§ SHORT PROBLEM
Pull out every line of the records below that contains the string "woman", matching case exactly.

§ MATERIAL FOR THE TASK

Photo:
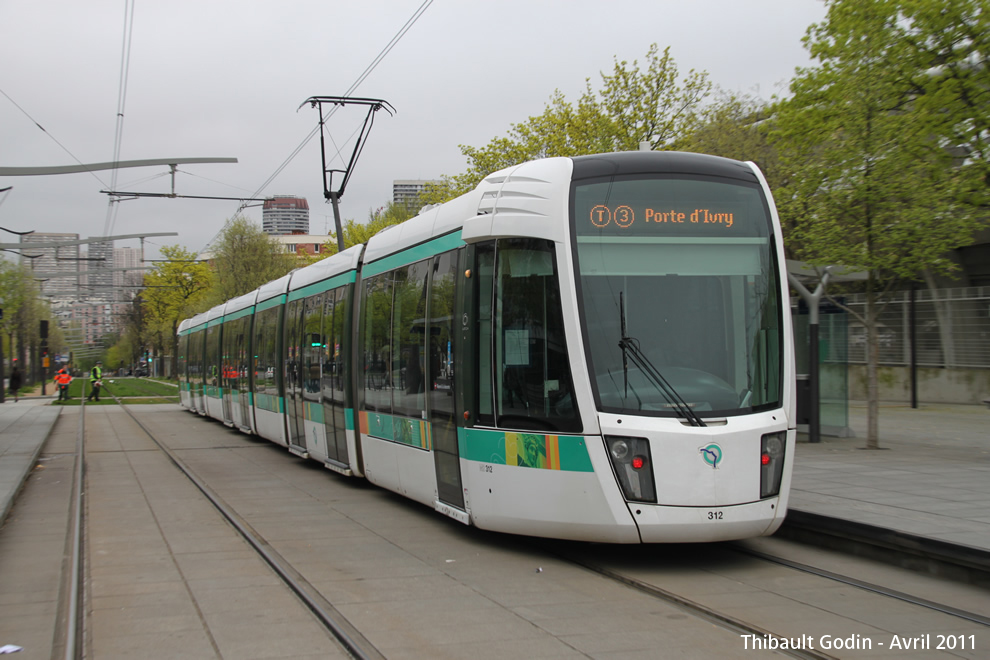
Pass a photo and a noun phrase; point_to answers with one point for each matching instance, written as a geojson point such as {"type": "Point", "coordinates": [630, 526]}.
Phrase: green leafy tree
{"type": "Point", "coordinates": [23, 309]}
{"type": "Point", "coordinates": [243, 258]}
{"type": "Point", "coordinates": [654, 104]}
{"type": "Point", "coordinates": [866, 188]}
{"type": "Point", "coordinates": [946, 43]}
{"type": "Point", "coordinates": [176, 288]}
{"type": "Point", "coordinates": [356, 234]}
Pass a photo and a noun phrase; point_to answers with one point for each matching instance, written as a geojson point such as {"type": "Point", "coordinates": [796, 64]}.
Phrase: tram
{"type": "Point", "coordinates": [593, 348]}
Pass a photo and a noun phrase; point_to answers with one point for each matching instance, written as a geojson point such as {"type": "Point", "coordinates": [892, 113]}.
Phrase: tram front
{"type": "Point", "coordinates": [678, 262]}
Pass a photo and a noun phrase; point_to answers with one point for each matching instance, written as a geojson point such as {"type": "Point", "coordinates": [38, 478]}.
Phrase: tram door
{"type": "Point", "coordinates": [242, 371]}
{"type": "Point", "coordinates": [334, 368]}
{"type": "Point", "coordinates": [293, 376]}
{"type": "Point", "coordinates": [440, 351]}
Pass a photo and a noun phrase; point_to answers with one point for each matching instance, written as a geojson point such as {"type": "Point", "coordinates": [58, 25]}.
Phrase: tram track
{"type": "Point", "coordinates": [864, 585]}
{"type": "Point", "coordinates": [737, 623]}
{"type": "Point", "coordinates": [695, 606]}
{"type": "Point", "coordinates": [721, 619]}
{"type": "Point", "coordinates": [349, 638]}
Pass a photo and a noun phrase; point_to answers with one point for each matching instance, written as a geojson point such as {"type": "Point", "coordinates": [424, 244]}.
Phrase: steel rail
{"type": "Point", "coordinates": [867, 586]}
{"type": "Point", "coordinates": [720, 619]}
{"type": "Point", "coordinates": [73, 621]}
{"type": "Point", "coordinates": [325, 612]}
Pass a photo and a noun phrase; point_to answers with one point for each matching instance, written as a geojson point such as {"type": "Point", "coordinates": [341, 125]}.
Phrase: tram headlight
{"type": "Point", "coordinates": [633, 467]}
{"type": "Point", "coordinates": [772, 463]}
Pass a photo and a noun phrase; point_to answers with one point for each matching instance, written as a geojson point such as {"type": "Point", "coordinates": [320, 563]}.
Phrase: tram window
{"type": "Point", "coordinates": [485, 279]}
{"type": "Point", "coordinates": [313, 341]}
{"type": "Point", "coordinates": [376, 344]}
{"type": "Point", "coordinates": [212, 356]}
{"type": "Point", "coordinates": [334, 310]}
{"type": "Point", "coordinates": [533, 385]}
{"type": "Point", "coordinates": [266, 333]}
{"type": "Point", "coordinates": [441, 336]}
{"type": "Point", "coordinates": [409, 339]}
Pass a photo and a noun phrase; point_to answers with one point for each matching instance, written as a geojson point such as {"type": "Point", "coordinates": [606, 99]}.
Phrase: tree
{"type": "Point", "coordinates": [243, 258]}
{"type": "Point", "coordinates": [947, 42]}
{"type": "Point", "coordinates": [22, 310]}
{"type": "Point", "coordinates": [632, 106]}
{"type": "Point", "coordinates": [734, 126]}
{"type": "Point", "coordinates": [355, 234]}
{"type": "Point", "coordinates": [175, 289]}
{"type": "Point", "coordinates": [866, 188]}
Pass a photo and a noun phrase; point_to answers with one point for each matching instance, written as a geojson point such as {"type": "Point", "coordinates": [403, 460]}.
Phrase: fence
{"type": "Point", "coordinates": [952, 329]}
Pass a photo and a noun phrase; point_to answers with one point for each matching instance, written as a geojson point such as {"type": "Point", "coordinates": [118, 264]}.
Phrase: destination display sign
{"type": "Point", "coordinates": [669, 207]}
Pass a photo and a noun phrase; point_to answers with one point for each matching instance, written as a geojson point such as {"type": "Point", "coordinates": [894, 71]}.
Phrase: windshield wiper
{"type": "Point", "coordinates": [630, 347]}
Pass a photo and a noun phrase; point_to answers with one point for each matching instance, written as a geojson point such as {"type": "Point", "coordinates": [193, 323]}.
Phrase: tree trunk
{"type": "Point", "coordinates": [872, 368]}
{"type": "Point", "coordinates": [943, 315]}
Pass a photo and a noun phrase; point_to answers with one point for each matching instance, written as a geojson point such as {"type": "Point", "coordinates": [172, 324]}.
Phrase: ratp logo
{"type": "Point", "coordinates": [711, 454]}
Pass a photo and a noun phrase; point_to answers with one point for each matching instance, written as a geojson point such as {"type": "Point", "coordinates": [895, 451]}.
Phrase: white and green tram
{"type": "Point", "coordinates": [592, 348]}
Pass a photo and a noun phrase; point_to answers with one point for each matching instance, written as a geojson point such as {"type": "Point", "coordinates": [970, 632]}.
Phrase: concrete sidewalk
{"type": "Point", "coordinates": [928, 487]}
{"type": "Point", "coordinates": [24, 427]}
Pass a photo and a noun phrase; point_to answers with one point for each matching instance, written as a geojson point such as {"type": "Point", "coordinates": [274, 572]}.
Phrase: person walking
{"type": "Point", "coordinates": [16, 380]}
{"type": "Point", "coordinates": [62, 380]}
{"type": "Point", "coordinates": [96, 382]}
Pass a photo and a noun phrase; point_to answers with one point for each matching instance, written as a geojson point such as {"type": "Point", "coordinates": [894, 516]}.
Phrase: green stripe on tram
{"type": "Point", "coordinates": [324, 285]}
{"type": "Point", "coordinates": [271, 302]}
{"type": "Point", "coordinates": [414, 254]}
{"type": "Point", "coordinates": [568, 453]}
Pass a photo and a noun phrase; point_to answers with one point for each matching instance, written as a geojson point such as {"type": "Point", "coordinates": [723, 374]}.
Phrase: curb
{"type": "Point", "coordinates": [950, 560]}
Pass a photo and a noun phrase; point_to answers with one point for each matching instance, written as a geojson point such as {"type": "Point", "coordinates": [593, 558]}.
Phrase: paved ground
{"type": "Point", "coordinates": [930, 480]}
{"type": "Point", "coordinates": [931, 477]}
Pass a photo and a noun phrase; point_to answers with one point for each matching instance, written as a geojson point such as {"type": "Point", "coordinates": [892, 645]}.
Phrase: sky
{"type": "Point", "coordinates": [226, 78]}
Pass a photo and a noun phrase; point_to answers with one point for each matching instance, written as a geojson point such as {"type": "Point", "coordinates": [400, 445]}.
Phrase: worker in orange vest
{"type": "Point", "coordinates": [62, 380]}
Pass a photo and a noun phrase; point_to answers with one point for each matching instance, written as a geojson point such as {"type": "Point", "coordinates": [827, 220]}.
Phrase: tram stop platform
{"type": "Point", "coordinates": [24, 427]}
{"type": "Point", "coordinates": [923, 497]}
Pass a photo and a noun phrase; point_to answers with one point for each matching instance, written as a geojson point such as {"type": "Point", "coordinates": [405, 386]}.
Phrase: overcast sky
{"type": "Point", "coordinates": [224, 78]}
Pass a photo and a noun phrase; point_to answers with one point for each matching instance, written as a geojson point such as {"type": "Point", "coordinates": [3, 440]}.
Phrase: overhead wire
{"type": "Point", "coordinates": [118, 138]}
{"type": "Point", "coordinates": [53, 138]}
{"type": "Point", "coordinates": [350, 90]}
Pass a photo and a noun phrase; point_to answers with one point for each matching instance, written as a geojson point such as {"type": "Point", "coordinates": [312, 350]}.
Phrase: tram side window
{"type": "Point", "coordinates": [266, 352]}
{"type": "Point", "coordinates": [183, 352]}
{"type": "Point", "coordinates": [485, 279]}
{"type": "Point", "coordinates": [227, 353]}
{"type": "Point", "coordinates": [213, 356]}
{"type": "Point", "coordinates": [313, 341]}
{"type": "Point", "coordinates": [533, 385]}
{"type": "Point", "coordinates": [376, 342]}
{"type": "Point", "coordinates": [334, 310]}
{"type": "Point", "coordinates": [441, 333]}
{"type": "Point", "coordinates": [194, 361]}
{"type": "Point", "coordinates": [409, 339]}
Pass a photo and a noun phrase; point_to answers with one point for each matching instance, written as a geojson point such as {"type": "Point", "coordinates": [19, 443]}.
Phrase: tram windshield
{"type": "Point", "coordinates": [677, 278]}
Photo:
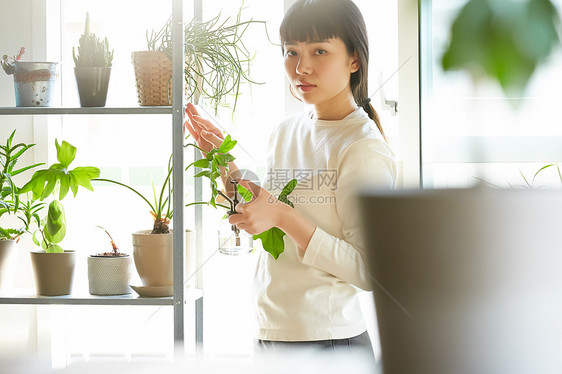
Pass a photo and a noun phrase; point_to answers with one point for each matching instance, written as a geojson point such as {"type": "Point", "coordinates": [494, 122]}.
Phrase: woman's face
{"type": "Point", "coordinates": [319, 71]}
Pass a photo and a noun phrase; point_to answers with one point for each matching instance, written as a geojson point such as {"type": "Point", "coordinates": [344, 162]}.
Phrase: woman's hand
{"type": "Point", "coordinates": [205, 134]}
{"type": "Point", "coordinates": [260, 214]}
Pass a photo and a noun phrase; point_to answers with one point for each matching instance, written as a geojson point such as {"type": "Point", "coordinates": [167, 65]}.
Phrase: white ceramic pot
{"type": "Point", "coordinates": [153, 255]}
{"type": "Point", "coordinates": [466, 281]}
{"type": "Point", "coordinates": [54, 272]}
{"type": "Point", "coordinates": [8, 260]}
{"type": "Point", "coordinates": [109, 275]}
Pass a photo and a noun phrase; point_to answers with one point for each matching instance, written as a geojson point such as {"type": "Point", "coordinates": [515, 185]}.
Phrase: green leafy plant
{"type": "Point", "coordinates": [115, 252]}
{"type": "Point", "coordinates": [59, 176]}
{"type": "Point", "coordinates": [8, 63]}
{"type": "Point", "coordinates": [211, 168]}
{"type": "Point", "coordinates": [272, 239]}
{"type": "Point", "coordinates": [161, 207]}
{"type": "Point", "coordinates": [92, 51]}
{"type": "Point", "coordinates": [505, 40]}
{"type": "Point", "coordinates": [10, 203]}
{"type": "Point", "coordinates": [217, 61]}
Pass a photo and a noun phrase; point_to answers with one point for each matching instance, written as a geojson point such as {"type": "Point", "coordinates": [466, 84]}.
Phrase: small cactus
{"type": "Point", "coordinates": [92, 51]}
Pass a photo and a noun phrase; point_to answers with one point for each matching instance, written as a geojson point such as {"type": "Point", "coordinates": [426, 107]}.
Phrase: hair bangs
{"type": "Point", "coordinates": [310, 21]}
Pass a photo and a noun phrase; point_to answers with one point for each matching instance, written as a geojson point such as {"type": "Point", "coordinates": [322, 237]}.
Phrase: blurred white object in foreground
{"type": "Point", "coordinates": [466, 281]}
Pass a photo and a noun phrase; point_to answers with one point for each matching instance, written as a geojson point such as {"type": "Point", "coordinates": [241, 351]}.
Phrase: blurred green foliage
{"type": "Point", "coordinates": [503, 39]}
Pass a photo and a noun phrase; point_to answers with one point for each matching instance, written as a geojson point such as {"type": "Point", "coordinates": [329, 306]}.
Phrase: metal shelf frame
{"type": "Point", "coordinates": [181, 295]}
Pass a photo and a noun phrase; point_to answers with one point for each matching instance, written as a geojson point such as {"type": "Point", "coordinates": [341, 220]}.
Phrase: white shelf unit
{"type": "Point", "coordinates": [182, 294]}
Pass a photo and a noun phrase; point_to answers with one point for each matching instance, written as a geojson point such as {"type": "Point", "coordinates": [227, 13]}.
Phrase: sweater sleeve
{"type": "Point", "coordinates": [367, 162]}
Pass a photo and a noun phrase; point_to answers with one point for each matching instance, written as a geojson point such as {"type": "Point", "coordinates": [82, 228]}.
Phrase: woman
{"type": "Point", "coordinates": [309, 294]}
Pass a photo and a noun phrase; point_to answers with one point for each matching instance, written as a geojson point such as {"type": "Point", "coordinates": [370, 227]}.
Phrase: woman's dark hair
{"type": "Point", "coordinates": [308, 20]}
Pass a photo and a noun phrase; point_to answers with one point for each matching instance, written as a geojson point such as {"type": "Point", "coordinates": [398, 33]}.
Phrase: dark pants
{"type": "Point", "coordinates": [360, 343]}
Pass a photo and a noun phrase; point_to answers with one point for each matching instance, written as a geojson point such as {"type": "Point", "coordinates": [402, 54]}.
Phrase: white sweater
{"type": "Point", "coordinates": [315, 297]}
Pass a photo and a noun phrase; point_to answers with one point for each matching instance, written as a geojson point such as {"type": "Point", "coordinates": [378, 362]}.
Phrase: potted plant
{"type": "Point", "coordinates": [153, 249]}
{"type": "Point", "coordinates": [216, 62]}
{"type": "Point", "coordinates": [93, 68]}
{"type": "Point", "coordinates": [10, 205]}
{"type": "Point", "coordinates": [53, 266]}
{"type": "Point", "coordinates": [34, 82]}
{"type": "Point", "coordinates": [109, 273]}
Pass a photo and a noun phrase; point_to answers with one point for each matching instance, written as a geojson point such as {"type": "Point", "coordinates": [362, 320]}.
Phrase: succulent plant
{"type": "Point", "coordinates": [8, 63]}
{"type": "Point", "coordinates": [92, 51]}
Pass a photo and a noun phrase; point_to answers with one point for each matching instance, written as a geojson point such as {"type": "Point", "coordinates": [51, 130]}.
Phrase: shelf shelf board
{"type": "Point", "coordinates": [28, 297]}
{"type": "Point", "coordinates": [85, 111]}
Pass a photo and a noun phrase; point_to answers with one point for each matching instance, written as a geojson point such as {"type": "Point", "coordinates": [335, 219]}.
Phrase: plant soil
{"type": "Point", "coordinates": [161, 227]}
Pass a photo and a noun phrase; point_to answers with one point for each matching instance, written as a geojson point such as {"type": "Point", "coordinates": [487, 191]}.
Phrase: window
{"type": "Point", "coordinates": [135, 149]}
{"type": "Point", "coordinates": [472, 131]}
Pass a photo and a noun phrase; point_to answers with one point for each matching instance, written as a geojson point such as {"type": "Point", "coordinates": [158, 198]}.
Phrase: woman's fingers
{"type": "Point", "coordinates": [188, 126]}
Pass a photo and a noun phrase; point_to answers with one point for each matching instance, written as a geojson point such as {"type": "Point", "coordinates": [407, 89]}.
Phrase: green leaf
{"type": "Point", "coordinates": [284, 195]}
{"type": "Point", "coordinates": [65, 153]}
{"type": "Point", "coordinates": [203, 163]}
{"type": "Point", "coordinates": [64, 186]}
{"type": "Point", "coordinates": [82, 176]}
{"type": "Point", "coordinates": [227, 145]}
{"type": "Point", "coordinates": [227, 157]}
{"type": "Point", "coordinates": [54, 248]}
{"type": "Point", "coordinates": [36, 241]}
{"type": "Point", "coordinates": [504, 40]}
{"type": "Point", "coordinates": [272, 241]}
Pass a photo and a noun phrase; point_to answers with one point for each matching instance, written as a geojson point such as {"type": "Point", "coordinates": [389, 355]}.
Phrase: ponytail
{"type": "Point", "coordinates": [372, 113]}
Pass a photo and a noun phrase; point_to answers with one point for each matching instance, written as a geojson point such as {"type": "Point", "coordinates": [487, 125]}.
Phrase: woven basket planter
{"type": "Point", "coordinates": [153, 75]}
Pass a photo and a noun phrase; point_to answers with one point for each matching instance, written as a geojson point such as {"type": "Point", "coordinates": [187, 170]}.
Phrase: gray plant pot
{"type": "Point", "coordinates": [53, 272]}
{"type": "Point", "coordinates": [92, 85]}
{"type": "Point", "coordinates": [466, 281]}
{"type": "Point", "coordinates": [8, 258]}
{"type": "Point", "coordinates": [34, 83]}
{"type": "Point", "coordinates": [109, 275]}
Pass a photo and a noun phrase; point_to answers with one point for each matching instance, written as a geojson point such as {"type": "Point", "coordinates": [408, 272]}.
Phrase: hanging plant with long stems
{"type": "Point", "coordinates": [161, 207]}
{"type": "Point", "coordinates": [217, 61]}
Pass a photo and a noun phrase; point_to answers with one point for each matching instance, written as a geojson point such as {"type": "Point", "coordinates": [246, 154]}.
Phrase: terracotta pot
{"type": "Point", "coordinates": [8, 259]}
{"type": "Point", "coordinates": [109, 275]}
{"type": "Point", "coordinates": [153, 255]}
{"type": "Point", "coordinates": [190, 259]}
{"type": "Point", "coordinates": [53, 272]}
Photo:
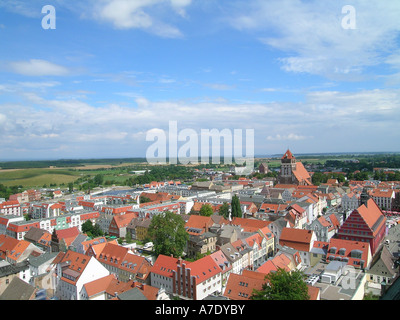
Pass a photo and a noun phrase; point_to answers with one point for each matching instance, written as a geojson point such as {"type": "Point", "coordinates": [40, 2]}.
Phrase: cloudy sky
{"type": "Point", "coordinates": [314, 76]}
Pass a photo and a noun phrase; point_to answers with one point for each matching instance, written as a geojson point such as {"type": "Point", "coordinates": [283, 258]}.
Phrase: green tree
{"type": "Point", "coordinates": [235, 206]}
{"type": "Point", "coordinates": [283, 285]}
{"type": "Point", "coordinates": [168, 233]}
{"type": "Point", "coordinates": [206, 210]}
{"type": "Point", "coordinates": [224, 210]}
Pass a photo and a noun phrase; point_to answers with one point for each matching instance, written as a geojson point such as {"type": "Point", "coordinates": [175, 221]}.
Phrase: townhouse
{"type": "Point", "coordinates": [301, 240]}
{"type": "Point", "coordinates": [356, 254]}
{"type": "Point", "coordinates": [365, 224]}
{"type": "Point", "coordinates": [10, 208]}
{"type": "Point", "coordinates": [350, 201]}
{"type": "Point", "coordinates": [18, 229]}
{"type": "Point", "coordinates": [384, 198]}
{"type": "Point", "coordinates": [73, 271]}
{"type": "Point", "coordinates": [188, 280]}
{"type": "Point", "coordinates": [16, 251]}
{"type": "Point", "coordinates": [119, 224]}
{"type": "Point", "coordinates": [123, 263]}
{"type": "Point", "coordinates": [242, 286]}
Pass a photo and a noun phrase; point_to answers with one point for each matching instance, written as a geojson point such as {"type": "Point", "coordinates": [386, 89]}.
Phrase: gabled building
{"type": "Point", "coordinates": [188, 280]}
{"type": "Point", "coordinates": [74, 270]}
{"type": "Point", "coordinates": [16, 251]}
{"type": "Point", "coordinates": [293, 172]}
{"type": "Point", "coordinates": [123, 263]}
{"type": "Point", "coordinates": [301, 240]}
{"type": "Point", "coordinates": [241, 286]}
{"type": "Point", "coordinates": [119, 224]}
{"type": "Point", "coordinates": [10, 208]}
{"type": "Point", "coordinates": [365, 224]}
{"type": "Point", "coordinates": [356, 254]}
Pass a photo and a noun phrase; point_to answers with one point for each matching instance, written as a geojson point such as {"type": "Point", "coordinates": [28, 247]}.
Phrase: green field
{"type": "Point", "coordinates": [29, 178]}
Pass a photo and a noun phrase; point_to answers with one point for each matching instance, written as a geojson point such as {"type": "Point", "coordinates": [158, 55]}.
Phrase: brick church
{"type": "Point", "coordinates": [293, 172]}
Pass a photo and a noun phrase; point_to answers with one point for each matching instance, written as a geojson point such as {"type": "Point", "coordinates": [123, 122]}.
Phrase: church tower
{"type": "Point", "coordinates": [288, 165]}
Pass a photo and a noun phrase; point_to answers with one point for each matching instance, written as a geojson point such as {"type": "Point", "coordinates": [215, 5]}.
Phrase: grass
{"type": "Point", "coordinates": [36, 177]}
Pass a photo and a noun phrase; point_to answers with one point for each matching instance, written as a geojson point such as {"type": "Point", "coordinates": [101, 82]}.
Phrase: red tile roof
{"type": "Point", "coordinates": [299, 239]}
{"type": "Point", "coordinates": [240, 287]}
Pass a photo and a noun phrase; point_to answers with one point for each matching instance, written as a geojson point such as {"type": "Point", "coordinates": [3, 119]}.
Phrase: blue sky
{"type": "Point", "coordinates": [112, 70]}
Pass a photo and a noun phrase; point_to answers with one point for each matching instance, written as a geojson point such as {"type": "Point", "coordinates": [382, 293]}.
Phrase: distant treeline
{"type": "Point", "coordinates": [65, 163]}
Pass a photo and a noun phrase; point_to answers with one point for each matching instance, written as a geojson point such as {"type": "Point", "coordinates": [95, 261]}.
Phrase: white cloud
{"type": "Point", "coordinates": [139, 14]}
{"type": "Point", "coordinates": [332, 120]}
{"type": "Point", "coordinates": [37, 67]}
{"type": "Point", "coordinates": [289, 137]}
{"type": "Point", "coordinates": [311, 36]}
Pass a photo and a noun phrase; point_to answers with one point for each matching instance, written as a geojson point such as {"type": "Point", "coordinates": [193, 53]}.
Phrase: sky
{"type": "Point", "coordinates": [92, 79]}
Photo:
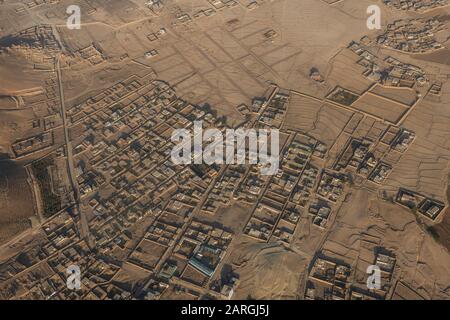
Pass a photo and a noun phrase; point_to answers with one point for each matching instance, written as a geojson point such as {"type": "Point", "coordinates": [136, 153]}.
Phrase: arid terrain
{"type": "Point", "coordinates": [87, 178]}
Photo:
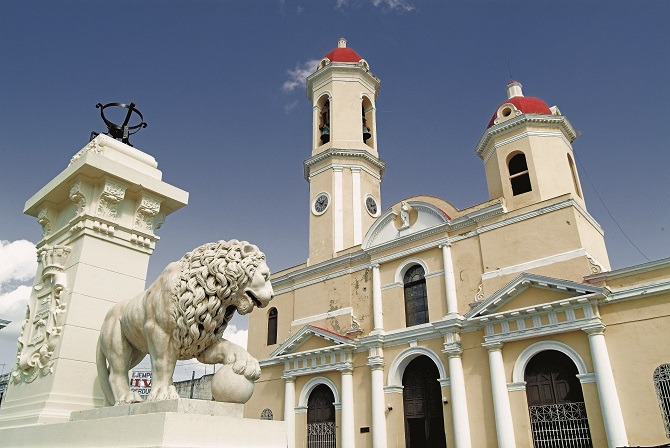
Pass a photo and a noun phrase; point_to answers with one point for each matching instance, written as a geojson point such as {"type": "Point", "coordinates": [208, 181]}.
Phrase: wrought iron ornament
{"type": "Point", "coordinates": [121, 131]}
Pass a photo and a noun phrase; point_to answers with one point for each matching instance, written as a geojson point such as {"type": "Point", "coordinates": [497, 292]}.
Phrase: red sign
{"type": "Point", "coordinates": [140, 382]}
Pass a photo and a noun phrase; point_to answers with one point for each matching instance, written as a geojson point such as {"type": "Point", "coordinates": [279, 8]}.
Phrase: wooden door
{"type": "Point", "coordinates": [422, 401]}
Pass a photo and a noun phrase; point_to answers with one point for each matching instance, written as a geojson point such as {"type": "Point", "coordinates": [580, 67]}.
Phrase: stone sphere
{"type": "Point", "coordinates": [230, 387]}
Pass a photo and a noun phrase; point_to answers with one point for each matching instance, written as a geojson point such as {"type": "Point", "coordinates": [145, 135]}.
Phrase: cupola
{"type": "Point", "coordinates": [518, 104]}
{"type": "Point", "coordinates": [527, 152]}
{"type": "Point", "coordinates": [343, 54]}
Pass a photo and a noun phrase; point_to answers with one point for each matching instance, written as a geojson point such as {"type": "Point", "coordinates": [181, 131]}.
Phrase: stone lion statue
{"type": "Point", "coordinates": [182, 316]}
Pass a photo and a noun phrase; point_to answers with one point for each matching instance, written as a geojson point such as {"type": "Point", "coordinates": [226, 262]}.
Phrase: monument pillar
{"type": "Point", "coordinates": [99, 217]}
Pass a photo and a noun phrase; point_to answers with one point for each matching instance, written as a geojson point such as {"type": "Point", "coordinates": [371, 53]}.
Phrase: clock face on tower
{"type": "Point", "coordinates": [320, 204]}
{"type": "Point", "coordinates": [371, 206]}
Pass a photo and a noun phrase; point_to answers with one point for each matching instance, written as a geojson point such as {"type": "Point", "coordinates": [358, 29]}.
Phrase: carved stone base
{"type": "Point", "coordinates": [171, 423]}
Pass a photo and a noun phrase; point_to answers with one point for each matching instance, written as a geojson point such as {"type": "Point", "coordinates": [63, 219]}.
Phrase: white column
{"type": "Point", "coordinates": [357, 205]}
{"type": "Point", "coordinates": [289, 411]}
{"type": "Point", "coordinates": [348, 432]}
{"type": "Point", "coordinates": [609, 399]}
{"type": "Point", "coordinates": [459, 404]}
{"type": "Point", "coordinates": [449, 279]}
{"type": "Point", "coordinates": [338, 209]}
{"type": "Point", "coordinates": [376, 363]}
{"type": "Point", "coordinates": [501, 406]}
{"type": "Point", "coordinates": [377, 315]}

§ THE ANSWER
Phrase: woman's face
Phrase: woman's hand
Phrase: woman
Phrase: woman's dark hair
Phrase: woman's fingers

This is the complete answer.